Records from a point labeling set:
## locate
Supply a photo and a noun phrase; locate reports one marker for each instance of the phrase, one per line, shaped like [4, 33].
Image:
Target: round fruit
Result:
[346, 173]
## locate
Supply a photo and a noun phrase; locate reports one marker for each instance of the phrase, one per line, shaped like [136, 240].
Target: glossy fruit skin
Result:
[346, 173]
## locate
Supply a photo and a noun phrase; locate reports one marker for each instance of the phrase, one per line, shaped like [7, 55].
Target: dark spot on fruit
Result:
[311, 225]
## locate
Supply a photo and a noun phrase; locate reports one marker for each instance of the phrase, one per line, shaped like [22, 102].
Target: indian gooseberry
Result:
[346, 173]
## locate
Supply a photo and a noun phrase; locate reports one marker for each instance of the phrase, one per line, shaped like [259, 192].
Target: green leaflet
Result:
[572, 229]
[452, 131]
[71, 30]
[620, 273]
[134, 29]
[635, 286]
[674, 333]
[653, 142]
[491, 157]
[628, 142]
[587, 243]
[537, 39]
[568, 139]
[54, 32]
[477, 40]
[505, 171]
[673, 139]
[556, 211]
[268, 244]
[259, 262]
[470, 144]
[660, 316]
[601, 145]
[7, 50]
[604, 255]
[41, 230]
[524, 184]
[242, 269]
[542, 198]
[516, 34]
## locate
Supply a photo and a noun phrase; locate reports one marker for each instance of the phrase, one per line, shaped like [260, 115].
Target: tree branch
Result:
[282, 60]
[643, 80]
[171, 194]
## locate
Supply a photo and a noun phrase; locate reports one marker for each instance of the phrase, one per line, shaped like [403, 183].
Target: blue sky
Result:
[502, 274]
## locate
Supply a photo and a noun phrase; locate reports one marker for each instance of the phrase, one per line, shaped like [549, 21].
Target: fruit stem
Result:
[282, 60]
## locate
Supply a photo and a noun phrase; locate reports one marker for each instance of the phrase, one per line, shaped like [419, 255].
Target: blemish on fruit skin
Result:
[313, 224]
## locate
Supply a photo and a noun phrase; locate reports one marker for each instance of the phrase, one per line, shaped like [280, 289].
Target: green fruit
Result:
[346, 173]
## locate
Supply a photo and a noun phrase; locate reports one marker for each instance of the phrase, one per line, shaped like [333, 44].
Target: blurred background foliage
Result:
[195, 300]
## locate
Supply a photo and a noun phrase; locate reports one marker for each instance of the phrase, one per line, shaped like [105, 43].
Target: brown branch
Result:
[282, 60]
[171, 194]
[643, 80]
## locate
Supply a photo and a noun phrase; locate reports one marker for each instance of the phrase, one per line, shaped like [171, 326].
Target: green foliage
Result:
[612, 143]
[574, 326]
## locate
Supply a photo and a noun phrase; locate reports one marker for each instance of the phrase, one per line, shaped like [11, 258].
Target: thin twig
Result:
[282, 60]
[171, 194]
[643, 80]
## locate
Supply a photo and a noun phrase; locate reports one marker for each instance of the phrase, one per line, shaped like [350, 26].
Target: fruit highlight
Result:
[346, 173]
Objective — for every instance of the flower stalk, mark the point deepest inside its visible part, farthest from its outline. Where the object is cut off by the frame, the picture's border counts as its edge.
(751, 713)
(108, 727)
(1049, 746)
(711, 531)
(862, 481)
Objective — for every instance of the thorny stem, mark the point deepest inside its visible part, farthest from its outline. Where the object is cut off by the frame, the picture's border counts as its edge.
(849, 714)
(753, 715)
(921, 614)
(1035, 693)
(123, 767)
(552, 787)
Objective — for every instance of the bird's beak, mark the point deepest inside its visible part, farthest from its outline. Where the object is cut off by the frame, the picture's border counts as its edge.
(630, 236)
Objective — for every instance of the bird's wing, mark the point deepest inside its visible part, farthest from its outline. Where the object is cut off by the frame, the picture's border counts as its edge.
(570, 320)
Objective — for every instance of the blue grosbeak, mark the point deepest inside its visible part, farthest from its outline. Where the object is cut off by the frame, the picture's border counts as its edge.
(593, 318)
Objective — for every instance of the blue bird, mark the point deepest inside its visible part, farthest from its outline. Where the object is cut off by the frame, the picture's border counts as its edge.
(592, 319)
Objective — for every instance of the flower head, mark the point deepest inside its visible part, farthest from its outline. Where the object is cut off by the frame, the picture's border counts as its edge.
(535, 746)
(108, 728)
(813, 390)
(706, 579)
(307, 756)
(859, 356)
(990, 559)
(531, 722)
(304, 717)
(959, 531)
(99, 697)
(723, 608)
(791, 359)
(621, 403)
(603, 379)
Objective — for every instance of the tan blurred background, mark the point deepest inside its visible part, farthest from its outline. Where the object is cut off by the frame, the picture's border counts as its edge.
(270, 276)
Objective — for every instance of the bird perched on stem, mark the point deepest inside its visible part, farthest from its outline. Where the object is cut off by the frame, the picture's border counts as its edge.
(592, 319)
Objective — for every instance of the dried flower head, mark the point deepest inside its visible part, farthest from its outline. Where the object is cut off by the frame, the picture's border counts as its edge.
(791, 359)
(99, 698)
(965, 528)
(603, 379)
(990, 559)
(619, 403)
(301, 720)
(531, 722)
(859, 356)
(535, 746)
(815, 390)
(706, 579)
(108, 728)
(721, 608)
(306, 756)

*WRITTEN INSTRUCTION*
Provide all the records again, word for word.

*FINISHED ANSWER*
## locate
Supply a photo and a noun phrase; locate reports one marker for each instance of the phrase, one per line, shaped like [4, 33].
Image:
Target: round fruit
Result:
[346, 173]
## locate
Supply a photo and a noun phrase; locate reports one marker for each instance of the phrase, one per line, shaped like [136, 240].
Target: glossy fruit skin
Result:
[346, 173]
## locate
Supply a photo and a noun phrase; locate reports one marker for each instance of the phrase, one per line, shaped like [7, 55].
Target: dark spot on fruit
Result:
[311, 225]
## locate
Supply a photo and a noun phrase; locate reports one marker for each instance of the phrase, one per line, shaped like [22, 102].
Target: indian gooseberry
Result:
[346, 173]
## locate
Supply a photo and a noun phrase; locate reports one marker for each instance of the phrase, one per line, shaped like [259, 192].
Target: green leaflet
Result:
[572, 229]
[452, 131]
[71, 30]
[620, 273]
[134, 29]
[635, 286]
[674, 333]
[653, 142]
[491, 157]
[628, 142]
[587, 243]
[537, 39]
[568, 139]
[54, 32]
[477, 40]
[505, 171]
[673, 139]
[556, 211]
[268, 244]
[259, 262]
[470, 144]
[660, 316]
[601, 145]
[7, 50]
[604, 255]
[41, 230]
[524, 184]
[242, 269]
[542, 198]
[516, 34]
## locate
Supply a photo and a noun phrase; locate reports one marker for each instance of the phrase, one per line, shaped like [260, 115].
Target: tree branch
Result:
[282, 60]
[643, 80]
[171, 194]
## locate
Supply a photo and a noun phrase; locate reports one marker for each instance of the phrase, one per line, shaped like [403, 183].
Target: blue sky
Result:
[502, 274]
## locate
Supply a photo and a noun phrase; locate reports one marker for each instance of the phrase, one per line, shaped like [549, 21].
Target: fruit stem
Result:
[282, 60]
## locate
Supply a photo and a noun phrase; locate reports one marker for each instance of the phrase, one per line, shaped like [419, 255].
Target: blemish on fruit skin
Result:
[313, 224]
## locate
Supply a photo and a noun phrase; locate reports one marker for each instance of the phrase, one per line, shaped like [280, 289].
Target: green fruit
Result:
[346, 173]
## locate
Supply a photo and a noun phrase; locate reports one marker for each instance of the phrase, one per line, shaped like [333, 44].
Target: blurred background foliage
Result:
[195, 300]
## locate
Supply a photo and a noun phrase; locate reports one marker for each instance of the phrase, one per line, shaped like [105, 43].
Target: brown branch
Result:
[282, 60]
[171, 194]
[643, 80]
## locate
Supply a photo and a noun phrase; locate reports one marker for each instance of the phrase, one per line, shaped like [171, 326].
Target: green foliage
Result:
[612, 143]
[574, 326]
## locate
Supply a photo and a noun phrase; locate reports one marker for each instance of the phrase, one per line, shaped like [11, 258].
Target: thin twig
Result:
[282, 60]
[171, 194]
[643, 80]
## locate
Supply a photo and a noun phrase; locate reports one marker for each instance of the phrase, one per line, shaped like [350, 26].
Target: fruit highlight
Result:
[346, 173]
Objective — for every instance of the flower stalk, mark the point deepest inside its visible part, farthest from its outline. Where the object is cut off by the frame, the picture's border counts as its edge.
(751, 713)
(108, 727)
(1049, 746)
(711, 531)
(862, 481)
Objective — for every instance of the thorny stem, mark the point deepest inside its visible part, farthest from its outline. Where the object is cut off by the frame, the picture's border counts as its edge.
(849, 714)
(753, 715)
(921, 614)
(1035, 693)
(123, 767)
(552, 787)
Objective — for every instance of the bird's beak, mark the point deepest inside its visible part, farthest from its outline. Where the object is cut off by the frame, the picture's border counts as its edge.
(630, 236)
Objective — for every instance of the bird's wing, mark the point deepest inside its visible part, farthest from its outline. Where the object is cut off by the frame, the picture's border counts as its edge.
(570, 320)
Objective — for every instance of the blue grosbeak, mark the point deepest inside its visible part, farthest from its outline. Where the object is cut off by the frame, the picture's border counts as its edge.
(593, 318)
Objective — for every instance of the blue bird, mark the point deepest inside its visible part, farthest from its outline. Where the object is cut off by the frame, the picture's border counts as its edge.
(592, 319)
Objective — for every instance of the flower head, mark the point deepest inside its visible part, farthest from its outline. Where the object is cut off by the frame, the picture's border counts as its edge.
(535, 746)
(108, 728)
(813, 390)
(706, 579)
(307, 756)
(859, 356)
(990, 559)
(531, 722)
(304, 717)
(959, 531)
(99, 697)
(723, 608)
(791, 359)
(621, 403)
(603, 379)
Objective — for every instance of the tan blurred background, mark the point deepest inside its visible part, farthest from its outline. Where the object is cut off by the frame, the picture's border counts as its edge.
(270, 276)
Objective — for every instance of the bird perched on stem, mark the point deepest inside its visible part, farthest from its outline. Where the object is cut off by the frame, the picture's border counts as its edge.
(592, 319)
Objective — for every instance of the dried flower head, mark the point deepest inside its visible part, farthest from its outline. Where the object is cut off by the frame, the picture's border counts as its edge.
(791, 359)
(99, 698)
(965, 528)
(603, 379)
(990, 559)
(619, 403)
(301, 720)
(531, 722)
(859, 356)
(535, 746)
(815, 390)
(706, 579)
(108, 728)
(721, 608)
(306, 756)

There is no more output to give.